_WORK TO COMPLETE_. Which lines in the entries below contain the string "Example"? Extract each of them, treating uppercase and lowercase as different.

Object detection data

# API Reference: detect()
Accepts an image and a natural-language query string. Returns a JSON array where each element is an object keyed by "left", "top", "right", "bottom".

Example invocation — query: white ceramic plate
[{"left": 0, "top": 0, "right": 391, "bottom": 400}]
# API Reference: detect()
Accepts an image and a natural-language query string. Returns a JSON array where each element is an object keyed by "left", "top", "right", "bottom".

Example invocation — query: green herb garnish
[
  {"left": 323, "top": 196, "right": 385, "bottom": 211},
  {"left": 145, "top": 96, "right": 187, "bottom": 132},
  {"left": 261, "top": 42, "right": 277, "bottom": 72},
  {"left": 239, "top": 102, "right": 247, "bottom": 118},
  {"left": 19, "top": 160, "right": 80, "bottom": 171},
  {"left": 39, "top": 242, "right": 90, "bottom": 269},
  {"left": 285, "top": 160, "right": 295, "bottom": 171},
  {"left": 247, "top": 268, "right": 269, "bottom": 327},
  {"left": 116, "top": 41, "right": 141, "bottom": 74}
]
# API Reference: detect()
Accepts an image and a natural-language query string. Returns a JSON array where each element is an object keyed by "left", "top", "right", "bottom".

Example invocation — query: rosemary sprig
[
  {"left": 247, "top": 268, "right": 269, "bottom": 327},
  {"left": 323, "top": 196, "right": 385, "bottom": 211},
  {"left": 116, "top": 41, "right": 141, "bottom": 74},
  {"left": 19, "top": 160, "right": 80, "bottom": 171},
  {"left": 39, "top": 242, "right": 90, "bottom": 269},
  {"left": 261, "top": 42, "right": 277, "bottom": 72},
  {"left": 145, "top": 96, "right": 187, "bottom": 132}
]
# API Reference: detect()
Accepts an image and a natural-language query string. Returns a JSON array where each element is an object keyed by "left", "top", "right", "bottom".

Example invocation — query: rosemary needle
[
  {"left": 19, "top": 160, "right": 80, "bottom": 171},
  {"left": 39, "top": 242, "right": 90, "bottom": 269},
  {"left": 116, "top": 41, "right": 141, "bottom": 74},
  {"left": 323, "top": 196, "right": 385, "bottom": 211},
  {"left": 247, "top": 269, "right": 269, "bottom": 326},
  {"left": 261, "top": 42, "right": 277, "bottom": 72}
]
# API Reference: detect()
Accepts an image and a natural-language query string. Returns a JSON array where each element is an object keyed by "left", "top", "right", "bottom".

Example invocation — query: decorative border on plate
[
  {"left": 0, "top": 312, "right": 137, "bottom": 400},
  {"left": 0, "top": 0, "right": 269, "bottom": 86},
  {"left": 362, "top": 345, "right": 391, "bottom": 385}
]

_REPLY TO THE TASK_.
Example invocation — query: white ceramic plate
Example invocation — query: green herb garnish
Example invocation — query: rosemary sprig
Example invocation — query: rosemary needle
Example invocation — query: decorative border on plate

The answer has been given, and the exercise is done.